*Do this*
Copy out word for word the lines from the start of the records through the line containing "0,314,760,758".

Records from a dataset:
*-*-*

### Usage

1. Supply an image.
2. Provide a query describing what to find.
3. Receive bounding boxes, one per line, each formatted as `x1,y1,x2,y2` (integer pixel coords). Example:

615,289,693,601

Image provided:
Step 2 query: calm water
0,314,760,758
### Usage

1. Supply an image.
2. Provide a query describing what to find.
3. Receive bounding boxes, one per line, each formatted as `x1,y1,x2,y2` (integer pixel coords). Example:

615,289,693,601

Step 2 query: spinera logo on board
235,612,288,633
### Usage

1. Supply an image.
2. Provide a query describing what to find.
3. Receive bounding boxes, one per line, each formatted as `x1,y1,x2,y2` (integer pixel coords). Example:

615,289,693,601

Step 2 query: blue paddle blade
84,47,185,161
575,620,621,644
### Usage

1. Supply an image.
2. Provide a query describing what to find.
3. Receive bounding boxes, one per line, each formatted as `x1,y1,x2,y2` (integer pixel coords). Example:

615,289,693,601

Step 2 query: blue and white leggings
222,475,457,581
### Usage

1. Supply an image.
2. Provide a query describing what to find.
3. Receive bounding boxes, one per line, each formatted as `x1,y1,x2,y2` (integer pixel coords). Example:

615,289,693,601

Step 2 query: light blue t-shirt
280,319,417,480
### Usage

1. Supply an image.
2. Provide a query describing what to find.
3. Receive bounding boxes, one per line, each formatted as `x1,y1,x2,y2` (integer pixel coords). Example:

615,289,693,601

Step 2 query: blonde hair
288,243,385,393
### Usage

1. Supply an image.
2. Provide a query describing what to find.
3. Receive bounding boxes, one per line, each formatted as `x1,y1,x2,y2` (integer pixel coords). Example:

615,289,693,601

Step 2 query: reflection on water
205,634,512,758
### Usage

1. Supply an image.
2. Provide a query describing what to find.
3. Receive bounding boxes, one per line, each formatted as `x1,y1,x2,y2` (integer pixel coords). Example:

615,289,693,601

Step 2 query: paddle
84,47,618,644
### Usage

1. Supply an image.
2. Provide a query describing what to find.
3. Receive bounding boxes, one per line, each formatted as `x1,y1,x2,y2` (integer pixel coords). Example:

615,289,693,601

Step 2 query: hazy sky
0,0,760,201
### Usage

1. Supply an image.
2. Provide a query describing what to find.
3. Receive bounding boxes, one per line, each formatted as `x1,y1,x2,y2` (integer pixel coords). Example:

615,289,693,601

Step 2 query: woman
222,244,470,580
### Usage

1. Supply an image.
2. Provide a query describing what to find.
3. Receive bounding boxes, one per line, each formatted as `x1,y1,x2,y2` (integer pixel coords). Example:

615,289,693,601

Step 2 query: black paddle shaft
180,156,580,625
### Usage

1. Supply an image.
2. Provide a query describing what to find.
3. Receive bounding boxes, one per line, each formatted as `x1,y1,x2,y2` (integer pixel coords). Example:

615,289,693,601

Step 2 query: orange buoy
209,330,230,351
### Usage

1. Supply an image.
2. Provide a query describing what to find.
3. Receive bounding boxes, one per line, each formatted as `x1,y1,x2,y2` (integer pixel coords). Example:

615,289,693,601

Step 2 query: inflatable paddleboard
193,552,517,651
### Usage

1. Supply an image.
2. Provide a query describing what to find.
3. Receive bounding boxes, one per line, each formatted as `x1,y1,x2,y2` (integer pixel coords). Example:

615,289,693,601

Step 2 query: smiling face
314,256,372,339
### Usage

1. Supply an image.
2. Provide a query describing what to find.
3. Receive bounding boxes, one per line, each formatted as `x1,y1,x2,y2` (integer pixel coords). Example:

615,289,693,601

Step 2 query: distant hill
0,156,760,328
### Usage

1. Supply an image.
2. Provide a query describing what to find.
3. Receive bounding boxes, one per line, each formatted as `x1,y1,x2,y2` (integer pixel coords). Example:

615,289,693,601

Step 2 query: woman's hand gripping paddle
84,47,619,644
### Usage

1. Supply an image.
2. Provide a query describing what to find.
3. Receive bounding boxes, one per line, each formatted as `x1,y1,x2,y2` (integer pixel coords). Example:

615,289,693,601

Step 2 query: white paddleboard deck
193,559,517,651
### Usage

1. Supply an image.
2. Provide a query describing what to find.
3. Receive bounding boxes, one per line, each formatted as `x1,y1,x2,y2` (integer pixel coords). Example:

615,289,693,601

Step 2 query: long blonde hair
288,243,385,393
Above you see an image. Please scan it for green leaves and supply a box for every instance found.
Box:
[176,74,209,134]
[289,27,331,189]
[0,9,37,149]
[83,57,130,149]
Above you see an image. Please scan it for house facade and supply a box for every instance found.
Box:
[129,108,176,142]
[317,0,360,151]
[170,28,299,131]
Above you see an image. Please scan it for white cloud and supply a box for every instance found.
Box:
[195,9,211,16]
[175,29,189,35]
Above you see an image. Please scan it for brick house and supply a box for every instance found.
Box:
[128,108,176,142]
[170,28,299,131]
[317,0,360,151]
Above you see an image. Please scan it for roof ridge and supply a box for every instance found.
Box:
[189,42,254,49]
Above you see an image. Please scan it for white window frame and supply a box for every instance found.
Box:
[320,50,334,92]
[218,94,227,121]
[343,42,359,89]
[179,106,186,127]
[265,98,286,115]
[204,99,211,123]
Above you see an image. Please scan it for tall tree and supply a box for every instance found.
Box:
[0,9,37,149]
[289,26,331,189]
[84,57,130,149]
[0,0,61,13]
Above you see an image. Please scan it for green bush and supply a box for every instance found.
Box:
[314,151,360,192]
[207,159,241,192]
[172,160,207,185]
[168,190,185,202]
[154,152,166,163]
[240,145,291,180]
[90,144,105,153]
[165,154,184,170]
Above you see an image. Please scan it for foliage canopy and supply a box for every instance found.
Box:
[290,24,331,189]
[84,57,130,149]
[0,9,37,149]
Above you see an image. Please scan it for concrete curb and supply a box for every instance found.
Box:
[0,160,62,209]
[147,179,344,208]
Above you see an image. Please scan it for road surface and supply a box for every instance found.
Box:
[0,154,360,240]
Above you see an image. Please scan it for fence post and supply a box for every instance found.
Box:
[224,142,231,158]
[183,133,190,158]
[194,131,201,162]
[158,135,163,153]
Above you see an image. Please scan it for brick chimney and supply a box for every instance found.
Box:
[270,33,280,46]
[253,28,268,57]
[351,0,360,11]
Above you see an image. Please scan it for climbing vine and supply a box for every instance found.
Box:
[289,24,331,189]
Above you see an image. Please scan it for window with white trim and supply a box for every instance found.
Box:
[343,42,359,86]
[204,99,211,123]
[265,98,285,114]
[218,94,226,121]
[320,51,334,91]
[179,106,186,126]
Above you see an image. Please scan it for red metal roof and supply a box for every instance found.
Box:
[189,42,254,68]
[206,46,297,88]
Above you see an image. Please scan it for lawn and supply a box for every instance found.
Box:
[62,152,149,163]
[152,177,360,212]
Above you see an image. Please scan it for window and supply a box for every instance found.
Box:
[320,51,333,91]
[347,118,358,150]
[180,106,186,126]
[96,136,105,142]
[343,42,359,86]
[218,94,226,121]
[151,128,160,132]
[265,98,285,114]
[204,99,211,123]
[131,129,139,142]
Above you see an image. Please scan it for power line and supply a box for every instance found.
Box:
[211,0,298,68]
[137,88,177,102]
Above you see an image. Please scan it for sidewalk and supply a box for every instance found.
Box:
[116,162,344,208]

*-*-*

*Task output*
### Usage

1. Supply an image.
2. Provide a query describing what to find.
3. Receive bounding boxes, one per line, each formatted as `x1,y1,x2,y2` (integer pixel coords). Example:

615,289,693,601

Image provided:
Step 2 query: calm water
0,314,760,758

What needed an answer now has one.